_MATERIAL FOR THIS TASK_:

________________

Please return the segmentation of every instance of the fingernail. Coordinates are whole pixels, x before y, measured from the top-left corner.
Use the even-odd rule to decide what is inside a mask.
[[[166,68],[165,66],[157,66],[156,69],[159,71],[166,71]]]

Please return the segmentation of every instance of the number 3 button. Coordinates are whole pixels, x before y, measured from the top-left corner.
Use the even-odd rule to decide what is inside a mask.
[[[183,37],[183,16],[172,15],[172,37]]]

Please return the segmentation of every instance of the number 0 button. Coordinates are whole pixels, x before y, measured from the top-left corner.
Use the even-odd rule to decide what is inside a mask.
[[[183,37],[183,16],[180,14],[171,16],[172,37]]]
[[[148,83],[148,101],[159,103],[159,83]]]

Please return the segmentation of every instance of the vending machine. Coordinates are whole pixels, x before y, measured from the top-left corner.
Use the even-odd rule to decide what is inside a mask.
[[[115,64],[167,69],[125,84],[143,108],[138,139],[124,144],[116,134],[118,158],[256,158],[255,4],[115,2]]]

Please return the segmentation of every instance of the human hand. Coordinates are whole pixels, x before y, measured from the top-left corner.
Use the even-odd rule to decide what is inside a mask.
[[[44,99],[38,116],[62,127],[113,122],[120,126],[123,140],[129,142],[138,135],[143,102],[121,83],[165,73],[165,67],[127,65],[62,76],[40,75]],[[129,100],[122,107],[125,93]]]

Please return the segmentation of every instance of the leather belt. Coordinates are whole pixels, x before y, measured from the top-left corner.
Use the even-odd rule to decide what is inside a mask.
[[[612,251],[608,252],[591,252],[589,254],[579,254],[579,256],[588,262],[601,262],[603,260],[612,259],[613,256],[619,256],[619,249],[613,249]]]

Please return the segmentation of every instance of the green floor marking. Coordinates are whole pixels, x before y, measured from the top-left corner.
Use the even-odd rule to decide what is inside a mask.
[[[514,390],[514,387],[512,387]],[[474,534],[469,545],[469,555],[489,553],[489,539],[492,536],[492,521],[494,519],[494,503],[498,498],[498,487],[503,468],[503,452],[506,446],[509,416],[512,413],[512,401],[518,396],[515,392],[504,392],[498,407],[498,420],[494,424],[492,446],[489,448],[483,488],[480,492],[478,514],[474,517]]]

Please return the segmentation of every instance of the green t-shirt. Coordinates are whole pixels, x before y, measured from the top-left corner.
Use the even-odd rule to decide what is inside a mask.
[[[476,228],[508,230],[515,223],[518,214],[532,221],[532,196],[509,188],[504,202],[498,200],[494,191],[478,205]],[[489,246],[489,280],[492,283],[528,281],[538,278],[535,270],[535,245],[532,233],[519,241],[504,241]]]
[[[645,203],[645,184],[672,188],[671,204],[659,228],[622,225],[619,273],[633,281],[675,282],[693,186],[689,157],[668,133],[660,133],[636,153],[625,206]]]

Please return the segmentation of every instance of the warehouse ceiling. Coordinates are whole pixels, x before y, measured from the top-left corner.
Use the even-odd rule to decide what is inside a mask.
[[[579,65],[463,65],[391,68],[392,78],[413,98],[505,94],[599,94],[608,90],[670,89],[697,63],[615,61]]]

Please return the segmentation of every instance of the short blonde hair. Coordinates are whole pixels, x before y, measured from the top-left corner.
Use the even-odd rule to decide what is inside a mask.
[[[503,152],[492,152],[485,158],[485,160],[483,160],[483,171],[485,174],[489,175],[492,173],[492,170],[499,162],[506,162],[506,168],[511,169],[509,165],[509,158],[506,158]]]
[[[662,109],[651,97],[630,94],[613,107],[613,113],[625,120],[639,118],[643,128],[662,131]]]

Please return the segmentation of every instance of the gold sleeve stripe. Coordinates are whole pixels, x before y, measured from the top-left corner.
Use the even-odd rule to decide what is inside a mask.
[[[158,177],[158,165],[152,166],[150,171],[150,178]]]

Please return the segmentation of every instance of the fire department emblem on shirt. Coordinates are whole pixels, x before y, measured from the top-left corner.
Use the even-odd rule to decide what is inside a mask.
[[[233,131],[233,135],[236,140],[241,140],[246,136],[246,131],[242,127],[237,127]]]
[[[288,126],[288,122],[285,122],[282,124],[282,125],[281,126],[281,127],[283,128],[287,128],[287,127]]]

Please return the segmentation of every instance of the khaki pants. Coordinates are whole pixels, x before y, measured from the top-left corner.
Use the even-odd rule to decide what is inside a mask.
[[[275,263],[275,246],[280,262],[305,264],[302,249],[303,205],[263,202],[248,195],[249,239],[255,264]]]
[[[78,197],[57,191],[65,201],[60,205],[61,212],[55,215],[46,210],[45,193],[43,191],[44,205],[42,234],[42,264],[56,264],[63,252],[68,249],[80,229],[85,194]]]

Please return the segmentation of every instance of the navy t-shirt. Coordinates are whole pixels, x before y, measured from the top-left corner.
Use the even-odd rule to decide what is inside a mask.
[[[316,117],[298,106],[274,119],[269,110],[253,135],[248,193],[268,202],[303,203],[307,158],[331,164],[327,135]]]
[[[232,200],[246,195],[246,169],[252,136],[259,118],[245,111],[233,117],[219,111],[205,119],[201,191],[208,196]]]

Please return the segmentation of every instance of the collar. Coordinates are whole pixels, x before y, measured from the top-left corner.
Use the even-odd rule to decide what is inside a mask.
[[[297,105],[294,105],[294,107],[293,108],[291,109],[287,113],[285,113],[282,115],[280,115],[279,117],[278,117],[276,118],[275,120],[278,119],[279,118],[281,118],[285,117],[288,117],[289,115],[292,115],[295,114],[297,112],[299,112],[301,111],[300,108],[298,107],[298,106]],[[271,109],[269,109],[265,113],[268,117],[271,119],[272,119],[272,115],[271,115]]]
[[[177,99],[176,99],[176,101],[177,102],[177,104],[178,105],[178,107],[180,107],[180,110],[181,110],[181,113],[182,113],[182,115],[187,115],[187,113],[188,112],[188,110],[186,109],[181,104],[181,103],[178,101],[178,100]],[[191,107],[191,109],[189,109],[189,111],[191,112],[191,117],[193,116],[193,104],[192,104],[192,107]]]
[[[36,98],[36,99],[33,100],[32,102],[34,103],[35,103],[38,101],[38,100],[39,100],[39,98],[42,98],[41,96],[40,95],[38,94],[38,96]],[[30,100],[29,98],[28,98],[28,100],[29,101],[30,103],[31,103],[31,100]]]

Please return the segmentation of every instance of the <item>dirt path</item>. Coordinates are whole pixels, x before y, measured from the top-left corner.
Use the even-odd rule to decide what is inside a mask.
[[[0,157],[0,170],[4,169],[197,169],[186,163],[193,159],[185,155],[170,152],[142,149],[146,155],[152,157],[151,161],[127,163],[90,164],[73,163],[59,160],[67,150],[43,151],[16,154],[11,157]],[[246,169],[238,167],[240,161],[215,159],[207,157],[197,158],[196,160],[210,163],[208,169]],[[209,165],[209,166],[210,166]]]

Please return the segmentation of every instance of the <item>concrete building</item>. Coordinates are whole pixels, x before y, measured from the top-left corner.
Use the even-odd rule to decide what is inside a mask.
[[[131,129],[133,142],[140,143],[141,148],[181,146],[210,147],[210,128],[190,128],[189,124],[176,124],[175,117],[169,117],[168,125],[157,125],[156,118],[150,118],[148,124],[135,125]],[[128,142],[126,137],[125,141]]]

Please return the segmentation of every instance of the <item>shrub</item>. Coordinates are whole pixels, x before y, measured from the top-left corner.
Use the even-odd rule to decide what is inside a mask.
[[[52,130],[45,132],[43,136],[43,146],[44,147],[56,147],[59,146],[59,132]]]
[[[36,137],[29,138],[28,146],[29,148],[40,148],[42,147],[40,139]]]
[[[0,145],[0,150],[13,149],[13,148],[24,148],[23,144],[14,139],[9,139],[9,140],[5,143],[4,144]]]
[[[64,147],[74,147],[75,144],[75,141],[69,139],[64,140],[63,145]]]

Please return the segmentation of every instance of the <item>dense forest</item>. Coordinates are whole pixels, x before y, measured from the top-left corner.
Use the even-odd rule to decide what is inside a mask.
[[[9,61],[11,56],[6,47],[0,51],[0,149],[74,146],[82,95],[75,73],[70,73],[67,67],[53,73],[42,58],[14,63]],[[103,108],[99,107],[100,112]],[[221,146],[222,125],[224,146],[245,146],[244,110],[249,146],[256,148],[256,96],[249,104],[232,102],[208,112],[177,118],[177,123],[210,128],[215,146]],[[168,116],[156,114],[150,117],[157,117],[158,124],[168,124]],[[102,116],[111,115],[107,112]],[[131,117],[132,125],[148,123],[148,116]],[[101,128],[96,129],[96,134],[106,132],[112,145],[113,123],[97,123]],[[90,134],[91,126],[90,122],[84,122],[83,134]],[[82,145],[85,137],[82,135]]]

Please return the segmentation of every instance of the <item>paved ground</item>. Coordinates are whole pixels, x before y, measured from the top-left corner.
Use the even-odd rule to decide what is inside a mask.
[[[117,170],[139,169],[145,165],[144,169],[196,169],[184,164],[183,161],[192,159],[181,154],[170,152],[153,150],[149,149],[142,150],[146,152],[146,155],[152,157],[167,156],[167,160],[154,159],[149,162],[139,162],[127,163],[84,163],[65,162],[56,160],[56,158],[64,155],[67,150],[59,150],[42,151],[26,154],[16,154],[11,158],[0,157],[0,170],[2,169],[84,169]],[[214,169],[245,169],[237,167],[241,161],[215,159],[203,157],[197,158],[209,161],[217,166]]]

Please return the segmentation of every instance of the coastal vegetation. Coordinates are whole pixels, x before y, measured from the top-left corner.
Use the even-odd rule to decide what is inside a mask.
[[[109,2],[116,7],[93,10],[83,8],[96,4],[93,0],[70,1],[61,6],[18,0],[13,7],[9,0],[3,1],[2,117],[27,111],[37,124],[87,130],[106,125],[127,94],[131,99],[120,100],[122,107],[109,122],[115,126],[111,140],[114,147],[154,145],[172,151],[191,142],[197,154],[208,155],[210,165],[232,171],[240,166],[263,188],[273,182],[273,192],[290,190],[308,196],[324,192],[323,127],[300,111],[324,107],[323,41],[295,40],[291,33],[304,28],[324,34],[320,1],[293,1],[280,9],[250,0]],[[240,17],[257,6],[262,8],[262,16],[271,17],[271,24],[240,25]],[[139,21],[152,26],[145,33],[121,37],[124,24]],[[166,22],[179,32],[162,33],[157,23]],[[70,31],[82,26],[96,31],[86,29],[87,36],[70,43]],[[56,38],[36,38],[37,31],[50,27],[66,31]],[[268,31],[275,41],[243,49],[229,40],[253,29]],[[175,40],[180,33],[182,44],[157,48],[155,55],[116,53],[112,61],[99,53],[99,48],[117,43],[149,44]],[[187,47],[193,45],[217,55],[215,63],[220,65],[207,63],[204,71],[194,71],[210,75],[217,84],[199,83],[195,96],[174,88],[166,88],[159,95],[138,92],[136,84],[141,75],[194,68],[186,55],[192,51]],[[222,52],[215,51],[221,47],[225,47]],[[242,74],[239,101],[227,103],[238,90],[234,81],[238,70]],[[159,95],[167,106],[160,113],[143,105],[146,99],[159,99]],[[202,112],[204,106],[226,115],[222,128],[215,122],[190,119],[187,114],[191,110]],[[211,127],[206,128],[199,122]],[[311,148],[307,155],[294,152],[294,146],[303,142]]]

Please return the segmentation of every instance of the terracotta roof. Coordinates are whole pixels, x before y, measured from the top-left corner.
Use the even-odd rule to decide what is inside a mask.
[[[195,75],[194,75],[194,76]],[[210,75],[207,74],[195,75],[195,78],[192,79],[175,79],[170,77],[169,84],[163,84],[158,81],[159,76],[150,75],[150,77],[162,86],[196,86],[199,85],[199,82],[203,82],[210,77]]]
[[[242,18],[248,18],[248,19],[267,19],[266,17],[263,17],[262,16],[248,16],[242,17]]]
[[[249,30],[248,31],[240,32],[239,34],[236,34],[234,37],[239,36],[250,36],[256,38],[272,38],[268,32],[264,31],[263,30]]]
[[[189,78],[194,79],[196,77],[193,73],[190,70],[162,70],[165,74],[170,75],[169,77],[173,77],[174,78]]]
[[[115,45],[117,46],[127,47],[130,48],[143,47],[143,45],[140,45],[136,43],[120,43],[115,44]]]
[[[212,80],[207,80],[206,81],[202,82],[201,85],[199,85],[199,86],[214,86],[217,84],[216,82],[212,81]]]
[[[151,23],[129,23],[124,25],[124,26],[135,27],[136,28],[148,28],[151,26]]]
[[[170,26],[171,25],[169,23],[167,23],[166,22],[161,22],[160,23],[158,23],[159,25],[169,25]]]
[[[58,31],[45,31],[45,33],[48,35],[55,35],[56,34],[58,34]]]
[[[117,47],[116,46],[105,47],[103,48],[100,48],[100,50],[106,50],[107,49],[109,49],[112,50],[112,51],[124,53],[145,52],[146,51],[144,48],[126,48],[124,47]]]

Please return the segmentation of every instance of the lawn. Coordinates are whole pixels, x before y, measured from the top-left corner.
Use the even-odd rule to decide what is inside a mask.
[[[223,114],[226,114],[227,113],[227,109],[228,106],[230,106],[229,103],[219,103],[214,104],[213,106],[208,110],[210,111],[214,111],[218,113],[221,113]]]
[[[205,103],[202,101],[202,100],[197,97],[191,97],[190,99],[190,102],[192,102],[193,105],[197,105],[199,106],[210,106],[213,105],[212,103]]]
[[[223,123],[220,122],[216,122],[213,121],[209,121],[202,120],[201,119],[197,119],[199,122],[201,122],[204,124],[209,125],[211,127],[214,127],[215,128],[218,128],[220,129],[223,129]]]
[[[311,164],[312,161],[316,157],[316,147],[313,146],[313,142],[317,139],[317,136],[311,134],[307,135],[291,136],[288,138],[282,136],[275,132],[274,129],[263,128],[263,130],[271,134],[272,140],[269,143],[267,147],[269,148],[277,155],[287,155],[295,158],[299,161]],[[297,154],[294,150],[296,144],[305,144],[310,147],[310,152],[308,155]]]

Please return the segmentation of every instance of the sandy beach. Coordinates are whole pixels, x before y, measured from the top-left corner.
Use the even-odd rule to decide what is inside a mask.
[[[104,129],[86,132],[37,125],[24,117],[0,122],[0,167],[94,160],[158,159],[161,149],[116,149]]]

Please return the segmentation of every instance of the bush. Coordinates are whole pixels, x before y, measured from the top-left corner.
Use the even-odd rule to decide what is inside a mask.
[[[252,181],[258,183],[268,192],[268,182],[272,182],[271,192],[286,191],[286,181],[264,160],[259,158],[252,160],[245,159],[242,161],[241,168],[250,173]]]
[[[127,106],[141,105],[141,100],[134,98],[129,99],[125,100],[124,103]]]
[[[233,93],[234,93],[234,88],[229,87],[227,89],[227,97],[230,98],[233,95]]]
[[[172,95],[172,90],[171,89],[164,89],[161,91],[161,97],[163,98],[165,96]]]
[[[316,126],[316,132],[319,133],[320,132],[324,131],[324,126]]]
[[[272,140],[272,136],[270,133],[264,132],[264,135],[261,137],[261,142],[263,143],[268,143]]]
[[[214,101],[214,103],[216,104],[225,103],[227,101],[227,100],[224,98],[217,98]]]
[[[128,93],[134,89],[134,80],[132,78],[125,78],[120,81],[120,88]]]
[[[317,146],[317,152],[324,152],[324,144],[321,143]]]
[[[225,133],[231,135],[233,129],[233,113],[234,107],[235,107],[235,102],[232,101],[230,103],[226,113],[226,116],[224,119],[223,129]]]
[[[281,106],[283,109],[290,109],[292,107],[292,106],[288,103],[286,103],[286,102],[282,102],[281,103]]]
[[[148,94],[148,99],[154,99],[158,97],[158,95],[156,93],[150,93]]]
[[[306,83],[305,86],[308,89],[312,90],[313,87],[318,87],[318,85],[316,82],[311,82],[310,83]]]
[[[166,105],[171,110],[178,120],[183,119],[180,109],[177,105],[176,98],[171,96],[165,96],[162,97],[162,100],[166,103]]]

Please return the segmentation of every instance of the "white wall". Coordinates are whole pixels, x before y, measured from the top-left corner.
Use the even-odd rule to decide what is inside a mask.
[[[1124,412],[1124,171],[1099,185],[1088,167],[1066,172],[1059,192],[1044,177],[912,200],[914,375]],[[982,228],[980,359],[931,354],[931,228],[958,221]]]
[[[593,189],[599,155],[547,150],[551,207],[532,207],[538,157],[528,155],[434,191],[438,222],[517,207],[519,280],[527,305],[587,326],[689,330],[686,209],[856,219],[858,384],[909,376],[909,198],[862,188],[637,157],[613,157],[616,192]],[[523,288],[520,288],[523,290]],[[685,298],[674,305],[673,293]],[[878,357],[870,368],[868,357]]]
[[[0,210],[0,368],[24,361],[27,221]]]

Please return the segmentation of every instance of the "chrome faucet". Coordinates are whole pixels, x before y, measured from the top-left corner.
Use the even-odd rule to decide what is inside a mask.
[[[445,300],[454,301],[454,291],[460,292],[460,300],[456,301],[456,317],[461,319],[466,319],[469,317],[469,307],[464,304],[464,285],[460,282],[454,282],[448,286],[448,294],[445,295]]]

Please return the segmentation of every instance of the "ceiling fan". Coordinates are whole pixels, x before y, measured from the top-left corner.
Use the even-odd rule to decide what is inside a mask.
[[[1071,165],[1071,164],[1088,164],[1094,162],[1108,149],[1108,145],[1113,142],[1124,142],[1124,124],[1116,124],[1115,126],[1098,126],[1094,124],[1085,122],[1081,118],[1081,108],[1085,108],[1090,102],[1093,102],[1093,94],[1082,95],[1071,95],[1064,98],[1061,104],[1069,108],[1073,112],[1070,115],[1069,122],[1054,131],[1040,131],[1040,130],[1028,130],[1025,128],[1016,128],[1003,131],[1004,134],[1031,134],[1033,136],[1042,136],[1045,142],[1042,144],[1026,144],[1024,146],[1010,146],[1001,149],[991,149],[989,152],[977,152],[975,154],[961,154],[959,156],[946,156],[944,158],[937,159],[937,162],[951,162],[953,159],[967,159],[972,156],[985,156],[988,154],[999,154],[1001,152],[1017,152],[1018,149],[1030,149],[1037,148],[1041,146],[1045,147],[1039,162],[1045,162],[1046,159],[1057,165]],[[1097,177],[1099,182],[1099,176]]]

________________

Copy the records word for word, starting with their first line and going on through the line with "[[[166,68],[165,66],[157,66],[156,69],[159,71],[166,71]]]", including both ends.

Please return the segmentation of every instance of the fingernail. Coordinates are whole pixels, x before y, measured from the top-left corner.
Use the even-odd rule to decide what is inside a mask.
[[[166,68],[165,66],[157,66],[156,69],[159,71],[166,71]]]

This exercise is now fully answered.